**Aim of the exercise**
Would you rewrite the records starting with the line with "the wooden headboard" and going on through the line with "71;140;81;148", swapping "lamp base" for "bedside lamp" and changing nothing else? Return only those lines.
>>>
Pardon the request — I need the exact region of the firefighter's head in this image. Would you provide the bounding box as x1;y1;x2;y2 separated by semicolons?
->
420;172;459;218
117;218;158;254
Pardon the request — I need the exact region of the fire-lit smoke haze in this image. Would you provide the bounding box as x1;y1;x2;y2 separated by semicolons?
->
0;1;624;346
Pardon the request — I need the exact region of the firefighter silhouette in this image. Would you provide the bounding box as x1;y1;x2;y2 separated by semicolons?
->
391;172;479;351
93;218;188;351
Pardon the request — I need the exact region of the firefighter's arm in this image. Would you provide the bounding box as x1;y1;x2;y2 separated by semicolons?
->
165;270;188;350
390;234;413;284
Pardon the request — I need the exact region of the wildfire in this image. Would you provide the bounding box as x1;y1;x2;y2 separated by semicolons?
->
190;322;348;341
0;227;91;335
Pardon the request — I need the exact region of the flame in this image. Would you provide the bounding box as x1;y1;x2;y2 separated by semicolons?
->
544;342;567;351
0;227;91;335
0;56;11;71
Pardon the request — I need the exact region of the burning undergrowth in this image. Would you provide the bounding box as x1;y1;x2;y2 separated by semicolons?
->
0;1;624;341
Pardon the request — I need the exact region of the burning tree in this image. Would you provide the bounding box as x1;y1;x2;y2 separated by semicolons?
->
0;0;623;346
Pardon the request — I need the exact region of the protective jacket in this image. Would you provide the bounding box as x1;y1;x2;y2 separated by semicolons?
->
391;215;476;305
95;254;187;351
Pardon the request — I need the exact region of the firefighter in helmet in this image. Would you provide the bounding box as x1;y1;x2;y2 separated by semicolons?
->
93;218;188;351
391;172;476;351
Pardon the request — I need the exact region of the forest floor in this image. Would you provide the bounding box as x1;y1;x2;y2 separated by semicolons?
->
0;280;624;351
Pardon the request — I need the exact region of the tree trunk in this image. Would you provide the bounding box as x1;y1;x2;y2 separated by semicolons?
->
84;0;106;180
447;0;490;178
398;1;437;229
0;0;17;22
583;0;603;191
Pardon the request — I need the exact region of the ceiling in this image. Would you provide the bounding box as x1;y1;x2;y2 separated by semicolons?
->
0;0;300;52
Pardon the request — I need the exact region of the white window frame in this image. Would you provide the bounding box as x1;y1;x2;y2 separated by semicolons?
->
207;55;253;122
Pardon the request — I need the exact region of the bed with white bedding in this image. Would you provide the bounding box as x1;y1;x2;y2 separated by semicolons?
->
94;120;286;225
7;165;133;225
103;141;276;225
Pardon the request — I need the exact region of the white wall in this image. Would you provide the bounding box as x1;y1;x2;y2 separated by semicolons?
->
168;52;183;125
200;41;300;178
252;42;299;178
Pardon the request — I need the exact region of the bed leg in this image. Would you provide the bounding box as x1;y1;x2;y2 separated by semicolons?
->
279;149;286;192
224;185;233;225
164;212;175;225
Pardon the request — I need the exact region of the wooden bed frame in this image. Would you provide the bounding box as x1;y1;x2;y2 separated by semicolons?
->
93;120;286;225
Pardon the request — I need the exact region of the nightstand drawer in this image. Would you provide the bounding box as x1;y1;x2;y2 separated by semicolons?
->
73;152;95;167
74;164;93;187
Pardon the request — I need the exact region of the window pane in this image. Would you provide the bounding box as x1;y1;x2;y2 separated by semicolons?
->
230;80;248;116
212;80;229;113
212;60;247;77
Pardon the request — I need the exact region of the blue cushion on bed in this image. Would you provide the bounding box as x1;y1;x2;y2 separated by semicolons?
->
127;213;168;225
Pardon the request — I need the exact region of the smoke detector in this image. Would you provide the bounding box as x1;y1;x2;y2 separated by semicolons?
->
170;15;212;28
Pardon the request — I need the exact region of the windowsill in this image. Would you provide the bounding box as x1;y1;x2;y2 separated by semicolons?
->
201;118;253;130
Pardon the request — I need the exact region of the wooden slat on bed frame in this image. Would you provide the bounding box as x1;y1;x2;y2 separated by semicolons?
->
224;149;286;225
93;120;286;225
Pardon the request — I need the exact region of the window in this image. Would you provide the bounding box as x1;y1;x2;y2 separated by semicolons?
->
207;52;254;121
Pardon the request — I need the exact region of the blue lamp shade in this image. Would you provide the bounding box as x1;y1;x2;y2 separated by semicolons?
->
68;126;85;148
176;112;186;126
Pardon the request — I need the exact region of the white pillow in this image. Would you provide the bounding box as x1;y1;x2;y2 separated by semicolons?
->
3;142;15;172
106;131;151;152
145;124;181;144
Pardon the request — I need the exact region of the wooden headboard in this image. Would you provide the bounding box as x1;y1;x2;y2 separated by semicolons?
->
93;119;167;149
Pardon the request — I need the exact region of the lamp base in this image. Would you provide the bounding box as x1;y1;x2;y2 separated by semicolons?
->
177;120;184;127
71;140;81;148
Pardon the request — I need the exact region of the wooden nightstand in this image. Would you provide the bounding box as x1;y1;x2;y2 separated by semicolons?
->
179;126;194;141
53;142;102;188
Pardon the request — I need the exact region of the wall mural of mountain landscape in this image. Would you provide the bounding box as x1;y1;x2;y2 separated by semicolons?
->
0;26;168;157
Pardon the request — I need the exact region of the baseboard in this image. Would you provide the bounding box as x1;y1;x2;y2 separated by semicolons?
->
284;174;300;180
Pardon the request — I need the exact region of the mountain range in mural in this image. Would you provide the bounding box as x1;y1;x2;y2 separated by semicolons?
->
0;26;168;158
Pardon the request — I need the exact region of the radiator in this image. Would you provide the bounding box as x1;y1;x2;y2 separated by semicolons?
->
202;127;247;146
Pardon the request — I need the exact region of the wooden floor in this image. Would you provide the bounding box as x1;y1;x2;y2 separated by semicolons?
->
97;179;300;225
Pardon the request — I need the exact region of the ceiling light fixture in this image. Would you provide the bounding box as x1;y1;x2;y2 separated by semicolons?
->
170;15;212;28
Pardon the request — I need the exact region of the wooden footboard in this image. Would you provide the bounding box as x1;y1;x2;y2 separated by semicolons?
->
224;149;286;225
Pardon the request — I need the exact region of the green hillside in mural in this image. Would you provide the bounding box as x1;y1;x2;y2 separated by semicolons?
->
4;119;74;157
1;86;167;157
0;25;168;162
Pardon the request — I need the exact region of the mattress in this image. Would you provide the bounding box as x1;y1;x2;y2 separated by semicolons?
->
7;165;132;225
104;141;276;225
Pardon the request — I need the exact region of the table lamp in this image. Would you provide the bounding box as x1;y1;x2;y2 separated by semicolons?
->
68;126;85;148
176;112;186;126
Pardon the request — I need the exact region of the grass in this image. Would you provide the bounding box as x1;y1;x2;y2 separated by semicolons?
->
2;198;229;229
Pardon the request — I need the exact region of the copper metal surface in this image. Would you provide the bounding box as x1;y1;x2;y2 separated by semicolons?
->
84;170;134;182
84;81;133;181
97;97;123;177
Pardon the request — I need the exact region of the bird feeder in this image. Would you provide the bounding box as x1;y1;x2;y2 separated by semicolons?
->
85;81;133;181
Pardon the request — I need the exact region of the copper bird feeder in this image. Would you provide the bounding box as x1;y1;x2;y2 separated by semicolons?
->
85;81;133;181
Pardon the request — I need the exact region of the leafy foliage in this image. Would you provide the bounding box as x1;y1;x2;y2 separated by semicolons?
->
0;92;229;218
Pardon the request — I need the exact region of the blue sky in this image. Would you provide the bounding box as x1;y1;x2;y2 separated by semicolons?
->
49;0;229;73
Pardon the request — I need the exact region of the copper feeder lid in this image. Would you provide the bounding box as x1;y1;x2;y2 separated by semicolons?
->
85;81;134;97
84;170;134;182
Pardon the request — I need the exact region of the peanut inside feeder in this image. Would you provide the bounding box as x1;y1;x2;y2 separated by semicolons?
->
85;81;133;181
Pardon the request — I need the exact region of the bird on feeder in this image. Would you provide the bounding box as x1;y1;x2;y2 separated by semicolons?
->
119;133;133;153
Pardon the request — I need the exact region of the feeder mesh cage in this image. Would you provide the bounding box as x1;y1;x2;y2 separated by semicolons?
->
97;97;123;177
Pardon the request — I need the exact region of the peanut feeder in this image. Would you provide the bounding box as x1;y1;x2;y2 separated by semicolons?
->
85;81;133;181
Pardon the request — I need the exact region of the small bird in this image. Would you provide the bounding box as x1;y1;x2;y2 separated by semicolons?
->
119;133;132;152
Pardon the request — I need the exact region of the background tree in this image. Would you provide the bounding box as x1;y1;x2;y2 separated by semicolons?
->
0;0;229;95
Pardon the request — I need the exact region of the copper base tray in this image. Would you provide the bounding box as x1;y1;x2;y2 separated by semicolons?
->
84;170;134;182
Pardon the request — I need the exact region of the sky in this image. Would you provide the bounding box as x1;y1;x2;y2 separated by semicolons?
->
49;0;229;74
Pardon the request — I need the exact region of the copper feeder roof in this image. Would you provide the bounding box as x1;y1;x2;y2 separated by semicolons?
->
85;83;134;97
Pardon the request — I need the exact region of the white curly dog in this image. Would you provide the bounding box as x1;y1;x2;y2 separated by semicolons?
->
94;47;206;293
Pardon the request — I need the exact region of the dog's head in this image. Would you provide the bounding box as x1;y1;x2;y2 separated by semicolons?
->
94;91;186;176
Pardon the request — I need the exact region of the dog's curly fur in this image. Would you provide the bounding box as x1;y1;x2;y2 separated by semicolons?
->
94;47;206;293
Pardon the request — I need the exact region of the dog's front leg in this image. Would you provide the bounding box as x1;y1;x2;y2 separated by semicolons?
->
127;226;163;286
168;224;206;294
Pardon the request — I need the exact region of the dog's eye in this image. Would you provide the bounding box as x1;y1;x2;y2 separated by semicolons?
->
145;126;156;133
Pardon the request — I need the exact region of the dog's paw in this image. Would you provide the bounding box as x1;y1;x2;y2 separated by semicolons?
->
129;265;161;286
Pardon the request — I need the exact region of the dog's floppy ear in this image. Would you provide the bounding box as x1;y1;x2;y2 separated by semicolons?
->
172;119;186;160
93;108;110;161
<<<
**Response to the exercise**
Pardon the request — I need the exact region of the wooden headboard in this image. Would you provide the bounding box as x1;y1;x2;y2 separated by semicolons?
->
93;119;167;149
Pardon the request — I need the exact region of the bedside lamp in this image. Would you provide the bounding box as x1;y1;x2;y2 separated by semicolons?
->
177;120;184;127
71;140;81;148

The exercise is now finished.